### Requirement
Edit the records below so that every "rough mask" becomes "coarse mask" and all other text stays the same. Leave the pictures out of your version.

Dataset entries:
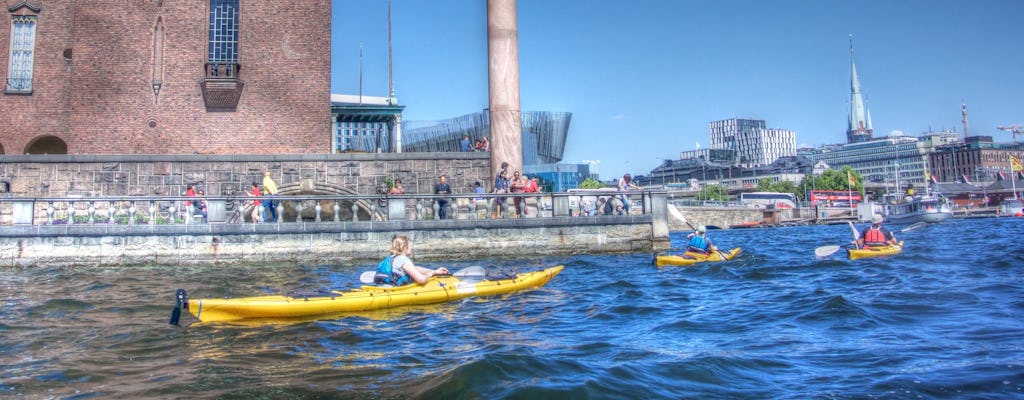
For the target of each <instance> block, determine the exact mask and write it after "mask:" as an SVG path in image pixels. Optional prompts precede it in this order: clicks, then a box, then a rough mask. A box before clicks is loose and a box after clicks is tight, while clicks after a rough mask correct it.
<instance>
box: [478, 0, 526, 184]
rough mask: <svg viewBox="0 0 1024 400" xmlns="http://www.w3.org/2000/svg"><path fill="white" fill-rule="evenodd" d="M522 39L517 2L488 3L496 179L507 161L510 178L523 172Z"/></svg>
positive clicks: (490, 150)
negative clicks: (520, 74) (518, 171)
mask: <svg viewBox="0 0 1024 400" xmlns="http://www.w3.org/2000/svg"><path fill="white" fill-rule="evenodd" d="M518 37H519V33H518V29H517V28H516V10H515V0H487V84H488V90H489V104H490V105H489V110H490V112H489V114H490V176H492V177H493V176H495V175H497V174H498V170H499V169H500V168H501V164H502V163H503V162H506V163H509V167H510V170H509V174H510V175H511V171H512V170H519V171H521V170H522V132H521V130H522V123H521V120H522V118H521V112H520V109H519V39H518Z"/></svg>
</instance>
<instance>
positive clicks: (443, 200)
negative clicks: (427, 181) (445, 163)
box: [434, 175, 452, 220]
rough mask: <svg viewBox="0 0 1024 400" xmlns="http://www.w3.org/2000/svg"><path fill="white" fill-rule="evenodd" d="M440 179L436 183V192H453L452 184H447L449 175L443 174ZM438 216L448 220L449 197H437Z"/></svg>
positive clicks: (451, 192) (437, 217)
mask: <svg viewBox="0 0 1024 400" xmlns="http://www.w3.org/2000/svg"><path fill="white" fill-rule="evenodd" d="M437 179H438V182H437V184H436V185H434V194H452V186H449V184H447V177H446V176H444V175H441V176H440V177H439V178H437ZM437 218H438V219H442V220H446V219H447V197H438V198H437Z"/></svg>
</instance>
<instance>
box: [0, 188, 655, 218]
mask: <svg viewBox="0 0 1024 400" xmlns="http://www.w3.org/2000/svg"><path fill="white" fill-rule="evenodd" d="M650 194H651V192H650V191H640V190H637V191H630V192H628V193H626V194H625V196H626V198H627V199H628V202H629V204H630V207H629V208H628V210H629V212H628V213H627V210H626V209H627V208H626V207H621V208H620V207H612V212H611V213H610V214H613V215H631V216H637V215H647V214H650V203H651V201H650ZM623 195H624V194H623V193H617V192H609V193H600V194H592V193H571V192H570V193H566V192H556V193H466V194H452V195H436V194H399V195H381V194H376V195H352V194H328V195H267V196H259V197H254V196H245V195H241V196H240V195H227V196H216V195H204V196H183V195H180V196H133V195H120V196H91V197H70V196H69V197H3V198H0V205H2V204H7V205H10V207H3V208H2V209H3V210H10V211H9V212H10V215H9V217H8V216H3V217H6V218H3V220H4V221H9V223H11V224H14V225H62V224H66V225H75V224H124V225H142V224H150V225H173V224H186V225H187V224H197V223H253V216H254V215H256V216H260V217H263V216H264V215H267V216H268V215H269V214H270V212H269V210H268V207H269V205H270V204H272V205H274V209H275V212H276V215H278V218H276V219H275V220H274V221H272V222H274V223H296V222H298V223H301V222H349V221H351V222H358V221H412V220H437V219H440V218H439V216H440V215H441V210H440V208H441V207H442V206H441V205H442V204H445V206H444V207H446V208H447V209H446V210H445V211H446V216H447V218H449V219H477V220H498V219H509V218H555V217H597V216H603V215H607V214H606V213H604V212H603V211H602V210H599V209H598V205H599V204H601V203H600V199H601V198H605V202H608V201H610V202H613V205H614V206H623V205H622V203H621V199H620V198H622V196H623ZM201 205H205V210H204V208H203V207H202V206H201ZM4 213H5V214H6V211H5V212H4ZM267 222H269V221H267ZM264 223H265V222H264Z"/></svg>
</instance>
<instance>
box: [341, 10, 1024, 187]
mask: <svg viewBox="0 0 1024 400" xmlns="http://www.w3.org/2000/svg"><path fill="white" fill-rule="evenodd" d="M387 9H388V1H387V0H333V3H332V54H331V59H332V75H331V92H332V93H343V94H358V93H359V90H360V79H359V75H360V69H361V72H362V79H361V91H362V94H364V95H369V96H386V95H387V92H388V87H389V85H388V29H387ZM516 9H517V20H518V35H519V36H518V40H519V42H518V44H519V79H520V109H522V110H524V112H531V110H547V112H568V113H571V114H572V121H571V124H570V127H569V133H568V138H567V142H566V145H565V152H564V158H563V162H566V163H583V162H584V161H585V160H587V161H600V163H599V164H597V165H596V166H595V167H596V169H597V170H598V172H599V173H600V175H601V179H610V178H614V177H617V176H621V175H622V174H624V173H631V174H633V175H646V174H648V173H649V172H650V170H652V169H654V168H655V167H657V166H658V165H660V164H662V163H663V161H664V160H667V159H668V160H676V159H678V158H679V152H680V151H686V150H692V149H695V148H697V145H698V143H699V146H700V147H707V146H708V124H709V123H711V122H713V121H721V120H726V119H731V118H754V119H761V120H765V122H766V124H767V126H768V127H769V128H780V129H788V130H792V131H794V132H796V136H797V145H798V146H816V145H820V144H828V143H842V142H845V141H846V126H847V125H846V124H847V109H848V102H849V100H850V38H851V35H852V40H853V47H854V51H855V58H856V63H857V75H858V77H859V79H860V83H861V92H862V94H863V96H864V99H865V101H866V103H867V107H868V109H869V112H870V115H871V122H872V124H873V127H874V135H876V137H878V136H884V135H888V134H890V133H893V132H902V133H904V134H907V135H920V134H922V133H925V132H929V131H943V130H947V131H953V132H958V133H963V131H964V128H963V124H962V122H961V121H962V116H961V110H962V101H965V100H966V102H967V109H968V121H969V130H970V134H971V135H987V136H992V137H993V139H994V140H996V141H1011V140H1012V138H1013V136H1012V135H1011V134H1010V133H1009V132H1007V131H1000V130H997V129H996V127H997V126H1008V125H1013V124H1019V125H1024V40H1022V39H1024V24H1022V23H1024V19H1022V16H1024V1H1021V0H979V1H952V0H899V1H892V0H864V1H821V0H771V1H764V0H757V1H755V0H749V1H738V0H718V1H712V0H708V1H703V0H700V1H696V0H694V1H677V0H633V1H607V0H518V2H517V8H516ZM391 27H392V30H391V37H392V39H391V48H392V59H393V63H392V65H393V80H394V88H395V94H396V96H397V98H398V102H399V103H400V104H402V105H406V108H404V112H403V115H402V118H403V120H406V121H423V120H443V119H449V118H454V117H459V116H463V115H467V114H473V113H478V112H480V110H482V109H483V108H485V107H486V106H487V60H486V56H487V42H486V1H485V0H391ZM360 46H361V53H362V55H361V61H360V55H359V54H360ZM360 65H361V66H360ZM1021 139H1024V137H1022V138H1021ZM593 170H594V169H593V168H592V172H594V171H593Z"/></svg>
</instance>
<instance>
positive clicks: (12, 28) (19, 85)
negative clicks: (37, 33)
mask: <svg viewBox="0 0 1024 400" xmlns="http://www.w3.org/2000/svg"><path fill="white" fill-rule="evenodd" d="M35 51H36V15H12V18H11V26H10V62H9V63H8V64H7V88H6V91H7V92H14V93H31V92H32V69H33V63H34V62H35V58H36V56H35Z"/></svg>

### Reply
For the target of each <instance> block, determine the exact mask and write it after "mask:" as an SVG path in image pixels. Optional prompts precede it in this order: clicks, then a box, then a coarse mask. A box before clicks is loose and a box after clicks is tight, while clicks after a coarse mask correct it.
<instance>
box: [478, 0, 526, 184]
coarse mask: <svg viewBox="0 0 1024 400" xmlns="http://www.w3.org/2000/svg"><path fill="white" fill-rule="evenodd" d="M522 39L517 2L488 3L496 179L507 161L510 178L523 172Z"/></svg>
positive clicks: (490, 150)
negative clicks: (520, 74) (518, 171)
mask: <svg viewBox="0 0 1024 400" xmlns="http://www.w3.org/2000/svg"><path fill="white" fill-rule="evenodd" d="M518 37H519V33H518V29H517V28H516V10H515V0H487V84H488V90H489V104H490V105H489V110H490V112H489V114H490V176H492V177H493V176H495V175H497V174H498V170H499V169H500V168H501V164H502V163H503V162H506V163H509V167H510V170H509V174H510V175H511V171H512V170H519V171H521V170H522V132H521V130H522V123H521V120H522V118H521V112H520V109H519V39H518Z"/></svg>
</instance>
<instance>
positive clicks: (443, 200)
negative clicks: (427, 181) (445, 163)
box: [434, 175, 452, 220]
coarse mask: <svg viewBox="0 0 1024 400" xmlns="http://www.w3.org/2000/svg"><path fill="white" fill-rule="evenodd" d="M440 179L436 183V192H453L452 184H447L449 175L443 174ZM438 216L448 220L449 197H437Z"/></svg>
positive clicks: (451, 192) (437, 217)
mask: <svg viewBox="0 0 1024 400" xmlns="http://www.w3.org/2000/svg"><path fill="white" fill-rule="evenodd" d="M437 179H438V182H437V184H436V185H434V194H452V186H449V184H447V177H446V176H444V175H441V176H440V177H439V178H437ZM437 218H438V219H442V220H446V219H447V197H438V198H437Z"/></svg>
</instance>
<instance>
box: [0, 188, 655, 218]
mask: <svg viewBox="0 0 1024 400" xmlns="http://www.w3.org/2000/svg"><path fill="white" fill-rule="evenodd" d="M650 194H651V192H650V191H640V190H637V191H630V192H628V193H626V194H625V196H626V198H627V199H628V202H629V204H630V207H629V208H628V210H629V212H628V213H627V210H626V209H627V208H626V207H621V208H620V207H612V212H611V213H610V214H613V215H631V216H637V215H647V214H650V203H651V201H650ZM623 195H624V194H623V193H617V192H609V193H600V194H592V193H571V192H570V193H566V192H556V193H466V194H452V195H436V194H399V195H381V194H376V195H352V194H328V195H267V196H259V197H254V196H245V195H241V196H240V195H227V196H216V195H204V196H183V195H180V196H133V195H120V196H91V197H70V196H69V197H3V198H0V205H2V204H7V205H10V207H3V208H2V209H3V210H10V211H9V212H10V215H9V217H8V216H3V217H6V218H3V220H4V221H9V223H11V224H14V225H62V224H66V225H75V224H124V225H142V224H150V225H173V224H186V225H187V224H197V223H253V216H254V215H256V216H260V217H263V216H264V215H267V216H268V215H269V214H270V212H269V210H268V207H269V205H270V204H272V205H274V209H275V212H276V215H278V218H276V219H275V220H274V221H272V222H274V223H296V222H298V223H301V222H349V221H351V222H358V221H412V220H437V219H440V218H439V216H440V215H441V210H440V208H441V207H442V206H441V205H442V204H445V206H444V207H446V208H447V209H446V210H445V211H446V216H447V218H449V219H477V220H498V219H509V218H555V217H597V216H603V215H607V214H606V213H604V212H603V211H602V210H599V209H598V205H599V204H601V203H600V199H601V198H605V202H608V201H610V202H613V205H614V206H623V205H622V203H621V199H620V198H622V196H623ZM201 205H205V210H204V208H203V207H202V206H201ZM4 213H5V214H6V211H5V212H4ZM267 222H269V221H267ZM264 223H265V222H264Z"/></svg>
</instance>
<instance>
box: [341, 10, 1024, 187]
mask: <svg viewBox="0 0 1024 400" xmlns="http://www.w3.org/2000/svg"><path fill="white" fill-rule="evenodd" d="M387 9H388V1H387V0H333V3H332V54H331V59H332V75H331V92H332V93H343V94H358V93H359V90H360V79H359V75H360V69H361V72H362V79H361V91H362V94H364V95H369V96H386V95H387V92H388V87H389V85H388V29H387ZM516 9H517V20H518V35H519V36H518V40H519V42H518V44H519V79H520V109H522V110H524V112H531V110H547V112H568V113H571V114H572V121H571V124H570V127H569V133H568V138H567V142H566V145H565V152H564V158H563V162H566V163H583V162H584V161H585V160H587V161H600V163H599V164H597V165H596V166H595V167H596V169H597V170H598V172H599V173H600V175H601V179H610V178H614V177H617V176H621V175H622V174H624V173H631V174H633V175H646V174H648V173H649V172H650V170H652V169H654V168H655V167H657V166H658V165H660V164H662V163H663V161H664V160H667V159H668V160H676V159H678V158H679V152H680V151H686V150H692V149H695V148H697V145H698V143H699V146H700V147H707V146H708V124H709V123H711V122H713V121H721V120H726V119H731V118H754V119H761V120H765V122H766V124H767V126H768V127H769V128H780V129H788V130H792V131H794V132H796V136H797V145H798V146H816V145H820V144H828V143H842V142H845V141H846V126H847V125H846V124H847V109H848V102H849V100H850V38H851V35H852V40H853V47H854V51H855V58H856V63H857V75H858V77H859V79H860V83H861V92H862V94H863V96H864V99H865V101H866V103H867V107H868V109H869V112H870V115H871V122H872V124H873V127H874V135H876V137H878V136H884V135H888V134H890V133H893V132H902V133H904V134H907V135H920V134H922V133H925V132H929V131H943V130H947V131H953V132H958V133H963V131H964V128H963V124H962V122H961V121H962V116H961V110H962V101H965V100H966V102H967V109H968V121H969V130H970V134H971V135H987V136H992V137H993V139H994V140H996V141H1011V140H1012V138H1013V136H1012V135H1011V134H1010V133H1009V132H1007V131H1000V130H997V129H996V127H997V126H1008V125H1013V124H1019V125H1024V40H1022V39H1024V24H1022V23H1024V19H1022V16H1024V1H1021V0H979V1H952V0H899V1H892V0H864V1H821V0H771V1H764V0H757V1H755V0H749V1H738V0H718V1H712V0H708V1H703V0H700V1H696V0H694V1H677V0H633V1H607V0H518V2H517V8H516ZM391 27H392V30H391V37H392V39H391V48H392V59H393V63H392V65H393V80H394V88H395V94H396V96H397V98H398V102H399V103H400V104H402V105H406V108H404V112H403V115H402V118H403V120H406V121H423V120H443V119H449V118H454V117H459V116H463V115H467V114H473V113H478V112H480V110H482V109H483V108H485V107H486V106H487V60H486V56H487V42H486V1H485V0H391ZM360 46H361V53H362V55H361V61H360V55H359V54H360ZM360 65H361V66H360ZM1021 139H1024V137H1022V138H1021ZM593 170H594V169H593V168H592V172H594V171H593Z"/></svg>
</instance>
<instance>
positive clicks: (12, 28) (19, 85)
negative clicks: (37, 33)
mask: <svg viewBox="0 0 1024 400" xmlns="http://www.w3.org/2000/svg"><path fill="white" fill-rule="evenodd" d="M35 51H36V15H12V18H11V26H10V62H9V63H8V64H7V88H6V91H7V92H14V93H31V92H32V69H33V63H34V62H35V58H36V56H35Z"/></svg>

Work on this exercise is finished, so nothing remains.